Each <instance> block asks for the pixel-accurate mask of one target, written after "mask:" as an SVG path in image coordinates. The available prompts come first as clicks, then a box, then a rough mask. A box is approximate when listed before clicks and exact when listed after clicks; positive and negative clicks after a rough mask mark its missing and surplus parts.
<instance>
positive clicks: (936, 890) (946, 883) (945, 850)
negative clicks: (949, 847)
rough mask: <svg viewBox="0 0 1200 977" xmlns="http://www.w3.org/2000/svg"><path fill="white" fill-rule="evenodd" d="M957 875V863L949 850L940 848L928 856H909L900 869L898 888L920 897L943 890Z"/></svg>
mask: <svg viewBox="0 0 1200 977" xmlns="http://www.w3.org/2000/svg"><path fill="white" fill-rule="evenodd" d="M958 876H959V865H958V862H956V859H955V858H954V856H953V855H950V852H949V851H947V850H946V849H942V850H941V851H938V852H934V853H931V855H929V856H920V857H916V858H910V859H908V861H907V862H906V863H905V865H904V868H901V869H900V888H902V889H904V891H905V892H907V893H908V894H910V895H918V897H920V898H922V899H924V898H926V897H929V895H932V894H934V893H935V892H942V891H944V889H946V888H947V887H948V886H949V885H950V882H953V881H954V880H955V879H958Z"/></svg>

PROBLEM STATEMENT = Return every line in the listing above that contains the string "viewBox".

WRITTEN RESPONSE =
rough mask: <svg viewBox="0 0 1200 977" xmlns="http://www.w3.org/2000/svg"><path fill="white" fill-rule="evenodd" d="M957 875V863L949 850L940 848L928 856H909L900 869L898 888L920 897L943 890Z"/></svg>
mask: <svg viewBox="0 0 1200 977" xmlns="http://www.w3.org/2000/svg"><path fill="white" fill-rule="evenodd" d="M958 876H959V865H958V862H956V859H955V858H954V856H953V855H950V852H949V851H947V850H946V849H942V850H941V851H938V852H934V853H931V855H929V856H920V857H916V858H910V859H908V861H907V862H906V863H905V865H904V868H901V869H900V888H902V889H904V891H905V892H907V893H908V894H910V895H918V897H920V898H922V899H924V898H926V897H929V895H932V894H934V893H935V892H942V891H944V889H946V888H947V887H948V886H949V885H950V882H953V881H954V880H955V879H958Z"/></svg>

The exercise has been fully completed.